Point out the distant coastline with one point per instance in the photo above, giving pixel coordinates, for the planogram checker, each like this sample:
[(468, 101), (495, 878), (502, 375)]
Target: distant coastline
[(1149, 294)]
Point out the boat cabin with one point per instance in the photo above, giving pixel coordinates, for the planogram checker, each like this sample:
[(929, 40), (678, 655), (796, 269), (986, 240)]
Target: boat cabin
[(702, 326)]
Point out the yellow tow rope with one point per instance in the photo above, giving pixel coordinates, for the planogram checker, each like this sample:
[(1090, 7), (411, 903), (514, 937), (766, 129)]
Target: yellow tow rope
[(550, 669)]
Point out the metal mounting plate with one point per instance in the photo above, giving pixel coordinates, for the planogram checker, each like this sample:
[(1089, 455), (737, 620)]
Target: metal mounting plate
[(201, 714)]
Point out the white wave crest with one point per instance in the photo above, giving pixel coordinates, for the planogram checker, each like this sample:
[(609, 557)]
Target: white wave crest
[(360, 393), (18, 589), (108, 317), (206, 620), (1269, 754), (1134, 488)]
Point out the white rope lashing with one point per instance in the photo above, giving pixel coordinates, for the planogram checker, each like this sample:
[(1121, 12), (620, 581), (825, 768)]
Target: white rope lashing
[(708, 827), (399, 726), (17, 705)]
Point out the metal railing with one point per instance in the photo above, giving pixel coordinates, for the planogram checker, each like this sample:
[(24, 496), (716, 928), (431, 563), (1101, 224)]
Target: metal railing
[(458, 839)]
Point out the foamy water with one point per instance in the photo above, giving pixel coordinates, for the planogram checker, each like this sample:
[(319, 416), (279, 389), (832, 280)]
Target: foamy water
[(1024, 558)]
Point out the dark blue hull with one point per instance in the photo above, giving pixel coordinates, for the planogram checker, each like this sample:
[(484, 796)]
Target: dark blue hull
★ ★ ★ ★ ★ ★ ★
Find and copy each line above holding "blue".

§ **RESULT**:
Point out the dark blue hull with one point per instance in the photo above, giving pixel coordinates, for the planogram checker, each like this sample:
Target: dark blue hull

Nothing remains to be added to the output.